• _What this task involves_
Reproduce the listing below, substituting "single marker" for every occurrence of "single point" and changing nothing else.

Part of a data file
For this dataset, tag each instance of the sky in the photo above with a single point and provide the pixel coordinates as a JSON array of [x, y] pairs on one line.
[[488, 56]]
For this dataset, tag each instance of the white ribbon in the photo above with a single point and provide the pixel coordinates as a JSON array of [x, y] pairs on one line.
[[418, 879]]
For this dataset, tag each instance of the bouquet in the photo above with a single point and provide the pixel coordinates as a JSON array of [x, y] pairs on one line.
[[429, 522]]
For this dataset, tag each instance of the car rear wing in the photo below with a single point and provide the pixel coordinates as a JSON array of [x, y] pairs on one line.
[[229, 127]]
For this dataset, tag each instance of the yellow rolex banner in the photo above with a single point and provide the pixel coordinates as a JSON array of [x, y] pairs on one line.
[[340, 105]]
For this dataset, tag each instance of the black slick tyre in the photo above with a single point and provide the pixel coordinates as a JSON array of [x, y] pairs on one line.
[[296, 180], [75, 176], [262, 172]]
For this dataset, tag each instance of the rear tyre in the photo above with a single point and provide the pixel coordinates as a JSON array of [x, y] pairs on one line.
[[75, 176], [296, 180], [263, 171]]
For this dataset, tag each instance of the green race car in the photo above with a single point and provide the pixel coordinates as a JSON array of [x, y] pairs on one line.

• _Response to the task_
For this dataset, tag each instance of the sky in the photo above with a single marker and provide the pixel coordinates as a JSON array of [x, y] pairs on one line.
[[488, 56]]
For this dataset, tag each instance of the white ribbon in the photo above with a single marker and provide the pixel coordinates as a JSON array of [x, y] pairs on one line.
[[418, 879]]
For this dataset, tag each instance of the bouquet in the photo above with a single marker and provide the pixel coordinates as a JSON array of [x, y] pairs on one line.
[[429, 522]]
For this dataset, tag each instance of the car rear wing in the photo below with a single marker and provide the pixel coordinates as a JSON array of [x, y] pairs on one line.
[[229, 127]]
For this dataset, tag each instance of the yellow rolex banner in the photo above with a single marker and provide the pixel coordinates as a JSON array of [x, y] pairs on one line.
[[340, 105]]
For this dataset, tag each instance of the black slick tyre in the photo above with a single marker and provide the pixel coordinates as a JSON array of [x, y] pairs on one line.
[[296, 180], [75, 176], [262, 172]]
For this dataset, tag each instance of the rear tyre in the photo above with a single marker and provide the pixel coordinates as a JSON array of [x, y] pairs on one line.
[[75, 176], [296, 180], [263, 171]]
For this dataset, tag each instance of the green race car in the photo above with a single marker and provide the pixel coordinates as a JSON array of [x, y] pairs on one line.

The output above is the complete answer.